*Assignment*
Write out exactly the lines of the entries below from the one holding "Task: point to every instance of the open" to the one holding "Task: point to every instance of the jar", inclusive, and leave out all other lines.

*Provided entries*
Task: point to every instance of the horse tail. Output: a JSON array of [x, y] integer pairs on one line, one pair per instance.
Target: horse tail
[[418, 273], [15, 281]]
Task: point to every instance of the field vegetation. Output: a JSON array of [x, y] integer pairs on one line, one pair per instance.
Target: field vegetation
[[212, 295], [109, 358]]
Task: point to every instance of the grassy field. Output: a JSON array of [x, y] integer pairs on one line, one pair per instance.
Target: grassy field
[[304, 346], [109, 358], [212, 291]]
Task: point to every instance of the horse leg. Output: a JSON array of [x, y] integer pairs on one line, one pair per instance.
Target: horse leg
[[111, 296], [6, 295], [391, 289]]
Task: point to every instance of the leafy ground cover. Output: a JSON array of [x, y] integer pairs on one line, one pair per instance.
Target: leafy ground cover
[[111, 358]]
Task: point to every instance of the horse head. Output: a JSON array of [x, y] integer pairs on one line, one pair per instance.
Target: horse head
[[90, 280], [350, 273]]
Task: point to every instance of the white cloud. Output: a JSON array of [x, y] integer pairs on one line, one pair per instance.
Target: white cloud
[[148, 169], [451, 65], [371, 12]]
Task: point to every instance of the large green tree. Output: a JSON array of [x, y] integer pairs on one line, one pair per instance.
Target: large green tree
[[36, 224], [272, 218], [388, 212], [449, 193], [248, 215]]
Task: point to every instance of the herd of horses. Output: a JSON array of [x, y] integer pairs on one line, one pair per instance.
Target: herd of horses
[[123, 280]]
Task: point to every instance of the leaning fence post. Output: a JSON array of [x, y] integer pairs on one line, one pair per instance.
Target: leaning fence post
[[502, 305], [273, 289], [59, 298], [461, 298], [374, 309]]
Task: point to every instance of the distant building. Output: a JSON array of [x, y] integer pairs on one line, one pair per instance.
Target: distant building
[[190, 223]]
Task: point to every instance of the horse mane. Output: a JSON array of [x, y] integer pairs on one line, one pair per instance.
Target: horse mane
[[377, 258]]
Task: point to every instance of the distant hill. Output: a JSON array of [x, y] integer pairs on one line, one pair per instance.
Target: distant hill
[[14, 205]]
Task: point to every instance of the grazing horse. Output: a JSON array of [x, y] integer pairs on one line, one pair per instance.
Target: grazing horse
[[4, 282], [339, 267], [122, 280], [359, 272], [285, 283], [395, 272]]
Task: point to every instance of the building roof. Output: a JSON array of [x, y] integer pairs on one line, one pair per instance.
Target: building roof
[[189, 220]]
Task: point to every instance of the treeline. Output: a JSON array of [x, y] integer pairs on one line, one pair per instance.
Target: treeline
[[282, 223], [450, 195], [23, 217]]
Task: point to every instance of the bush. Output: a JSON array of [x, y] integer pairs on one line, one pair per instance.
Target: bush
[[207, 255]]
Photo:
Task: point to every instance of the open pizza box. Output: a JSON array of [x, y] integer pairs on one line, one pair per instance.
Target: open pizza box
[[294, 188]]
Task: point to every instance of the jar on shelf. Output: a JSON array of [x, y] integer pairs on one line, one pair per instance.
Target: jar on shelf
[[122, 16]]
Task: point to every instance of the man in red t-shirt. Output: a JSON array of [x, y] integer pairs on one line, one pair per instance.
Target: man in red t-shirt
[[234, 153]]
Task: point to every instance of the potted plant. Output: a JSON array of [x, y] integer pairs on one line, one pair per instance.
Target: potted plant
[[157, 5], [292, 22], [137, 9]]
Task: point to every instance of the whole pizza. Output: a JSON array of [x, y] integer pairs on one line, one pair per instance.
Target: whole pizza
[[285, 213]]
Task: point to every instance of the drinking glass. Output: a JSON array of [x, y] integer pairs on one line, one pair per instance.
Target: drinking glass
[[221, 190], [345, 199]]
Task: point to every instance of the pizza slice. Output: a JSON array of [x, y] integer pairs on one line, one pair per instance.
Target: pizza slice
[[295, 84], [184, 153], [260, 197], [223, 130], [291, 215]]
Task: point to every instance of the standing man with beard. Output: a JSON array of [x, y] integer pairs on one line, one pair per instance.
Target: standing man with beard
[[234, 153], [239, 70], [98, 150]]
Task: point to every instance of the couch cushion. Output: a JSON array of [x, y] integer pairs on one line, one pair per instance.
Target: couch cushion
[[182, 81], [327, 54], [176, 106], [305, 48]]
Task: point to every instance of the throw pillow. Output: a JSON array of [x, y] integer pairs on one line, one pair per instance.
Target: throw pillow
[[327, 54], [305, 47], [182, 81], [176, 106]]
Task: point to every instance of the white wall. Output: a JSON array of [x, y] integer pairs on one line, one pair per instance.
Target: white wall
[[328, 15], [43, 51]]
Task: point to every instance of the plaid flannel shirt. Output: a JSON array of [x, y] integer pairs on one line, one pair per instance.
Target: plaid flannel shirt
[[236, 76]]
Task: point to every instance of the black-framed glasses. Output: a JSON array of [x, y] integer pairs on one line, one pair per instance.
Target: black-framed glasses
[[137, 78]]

*Written answer*
Task: point to every instance of the open pizza box. Output: a JSON array of [x, y] integer pairs on one line, one pair per instance.
Target: open pizza box
[[294, 188]]
Task: point to every instance of the jar on shelf. Output: a JSON array of [x, y] integer pairs on one line, one pair per instance.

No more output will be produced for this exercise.